Task description>
Transcribe exactly every line from the one with "look for brown" to the last line of the listing below, including both.

Supplied material>
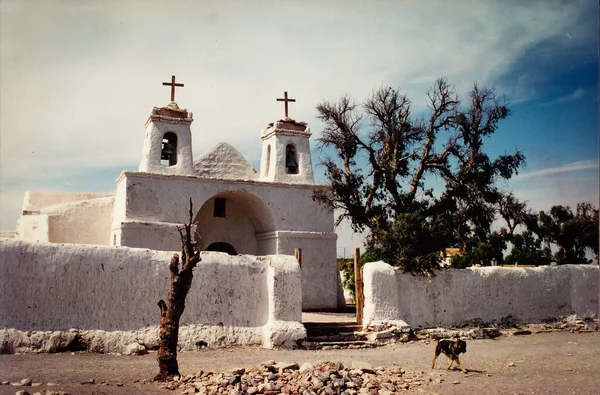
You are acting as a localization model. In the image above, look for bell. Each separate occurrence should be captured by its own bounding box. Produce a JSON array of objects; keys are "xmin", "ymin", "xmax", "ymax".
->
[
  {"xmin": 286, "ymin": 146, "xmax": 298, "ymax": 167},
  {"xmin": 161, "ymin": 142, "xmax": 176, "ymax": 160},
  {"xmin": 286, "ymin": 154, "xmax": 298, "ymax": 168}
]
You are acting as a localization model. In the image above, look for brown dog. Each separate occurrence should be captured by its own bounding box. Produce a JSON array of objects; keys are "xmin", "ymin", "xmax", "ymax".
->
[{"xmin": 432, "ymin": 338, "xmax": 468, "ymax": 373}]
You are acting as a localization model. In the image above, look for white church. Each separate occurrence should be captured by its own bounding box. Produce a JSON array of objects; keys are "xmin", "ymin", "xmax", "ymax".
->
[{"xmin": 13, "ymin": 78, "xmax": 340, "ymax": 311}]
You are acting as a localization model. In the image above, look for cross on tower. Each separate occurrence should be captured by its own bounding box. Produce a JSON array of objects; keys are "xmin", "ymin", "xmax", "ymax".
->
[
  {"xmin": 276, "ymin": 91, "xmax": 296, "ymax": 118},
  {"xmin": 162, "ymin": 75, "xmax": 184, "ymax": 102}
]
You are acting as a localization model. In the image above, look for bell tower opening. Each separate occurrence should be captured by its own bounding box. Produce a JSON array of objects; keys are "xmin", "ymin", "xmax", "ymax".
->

Task answer>
You are acting as a localization model. In the image above, look for brown dog. Each separate occurrence should be captured by its own bounding box. Produce a JSON array of objects; keys are "xmin", "ymin", "xmax", "ymax".
->
[{"xmin": 432, "ymin": 338, "xmax": 468, "ymax": 373}]
You are acting as a localization model. In the image above, look for white church. Each separate occurrence should be captured by its own bounding box. Produce a JSON array of objects; keys are "xmin", "ymin", "xmax", "ymax".
->
[{"xmin": 13, "ymin": 78, "xmax": 340, "ymax": 311}]
You are acting as a localization model. In the image above, look for cross on tower. Each separate occurrence should be captured by its own bounding box. Produce a JSON array of objects; keys are "xmin", "ymin", "xmax", "ymax".
->
[
  {"xmin": 276, "ymin": 91, "xmax": 296, "ymax": 118},
  {"xmin": 162, "ymin": 75, "xmax": 184, "ymax": 102}
]
You are acting as a localization model. In the image above, look for bell tower opening. Each separate occurrence should be captured by its own bounding box. Produce a JSON array of objects; keys are "xmin", "ymin", "xmax", "ymax".
->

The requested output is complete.